> _To do_
Please return the portion of the rise-over-run passage between "In the Slope" and "(4,8), and so on.", inclusive, word for word.

---- Quoted text

In the Slope Formula, what is Rise Over Run?

As you consider the slope formula, remember that there are two ways to talk about slope: graphically and numerically. “Rise” and “run” are just ways of thinking about how we could generate a line. For example, if we have a slope of 2 and we’re on one point, we would move up 2 (rise) and to the right 1 (run) to find the next point. Take (0,0) as our starting place, which is the red point in the picture below. Up 2 (in the positive vertical direction) and to the right 1 (in the positive horizontal direction) would be the point (1,2). We can keep going. We could go up 2 more and to the right 1 more and we get to (2,4). Then, if we repeat this process again and we get to (3,6), and then (4,8), and so on.

Rise Over Run -image by Magoosh

Each point is up 2 and 1 to the right from the previous point. With a positive slope like 2, we can also go down 2 and to the left 1. It’s really just doing the up 2 and to the right 1 in reverse. If we started at (4,8), down 2 and to the left 1 would be (3,6), then (2,4), then (1,2). Finally, we’re back at (0,0), and we could keep going. (–1,–2), (–2,–4), and so on.

--------
---- Data extract

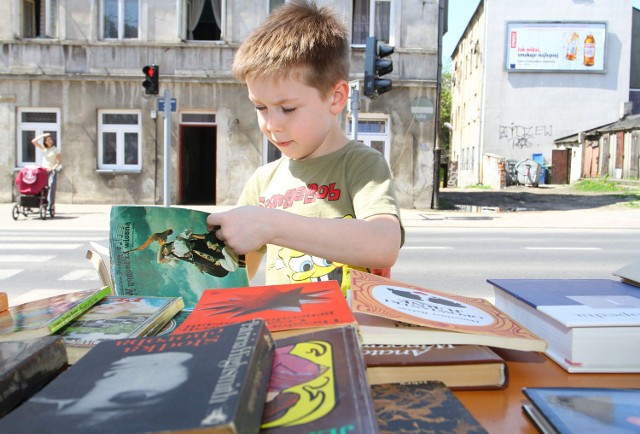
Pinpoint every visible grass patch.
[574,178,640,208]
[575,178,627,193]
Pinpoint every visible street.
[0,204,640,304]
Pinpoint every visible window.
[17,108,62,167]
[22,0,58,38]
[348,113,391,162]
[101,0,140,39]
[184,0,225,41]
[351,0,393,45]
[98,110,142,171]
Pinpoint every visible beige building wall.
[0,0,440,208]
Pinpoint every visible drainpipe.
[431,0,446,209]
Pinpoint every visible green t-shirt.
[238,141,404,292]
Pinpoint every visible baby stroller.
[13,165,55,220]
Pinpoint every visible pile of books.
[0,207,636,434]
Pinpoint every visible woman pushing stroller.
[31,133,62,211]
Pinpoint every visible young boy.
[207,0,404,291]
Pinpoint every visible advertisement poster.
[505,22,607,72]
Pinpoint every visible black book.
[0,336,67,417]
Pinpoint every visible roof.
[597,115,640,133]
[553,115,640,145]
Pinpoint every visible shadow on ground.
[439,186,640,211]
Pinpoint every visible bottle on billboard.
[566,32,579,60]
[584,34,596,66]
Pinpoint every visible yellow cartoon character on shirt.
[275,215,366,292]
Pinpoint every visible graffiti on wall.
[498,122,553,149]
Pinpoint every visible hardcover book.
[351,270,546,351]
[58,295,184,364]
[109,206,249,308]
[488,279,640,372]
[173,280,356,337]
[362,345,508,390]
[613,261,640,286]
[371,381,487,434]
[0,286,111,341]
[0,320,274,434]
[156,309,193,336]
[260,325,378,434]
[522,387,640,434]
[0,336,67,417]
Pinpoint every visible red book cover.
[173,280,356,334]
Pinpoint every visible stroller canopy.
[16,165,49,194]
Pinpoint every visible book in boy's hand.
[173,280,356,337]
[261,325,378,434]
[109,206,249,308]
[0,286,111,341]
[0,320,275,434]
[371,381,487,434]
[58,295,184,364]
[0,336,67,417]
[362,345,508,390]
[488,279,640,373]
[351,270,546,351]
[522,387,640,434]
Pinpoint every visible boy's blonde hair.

--------

> _Correct answer_
In the Slope Formula, what is Rise Over Run?

As you consider the slope formula, remember that there are two ways to talk about slope: graphically and numerically. “Rise” and “run” are just ways of thinking about how we could generate a line. For example, if we have a slope of 2 and we’re on one point, we would move up 2 (rise) and to the right 1 (run) to find the next point. Take (0,0) as our starting place, which is the red point in the picture below. Up 2 (in the positive vertical direction) and to the right 1 (in the positive horizontal direction) would be the point (1,2). We can keep going. We could go up 2 more and to the right 1 more and we get to (2,4). Then, if we repeat this process again and we get to (3,6), and then (4,8), and so on.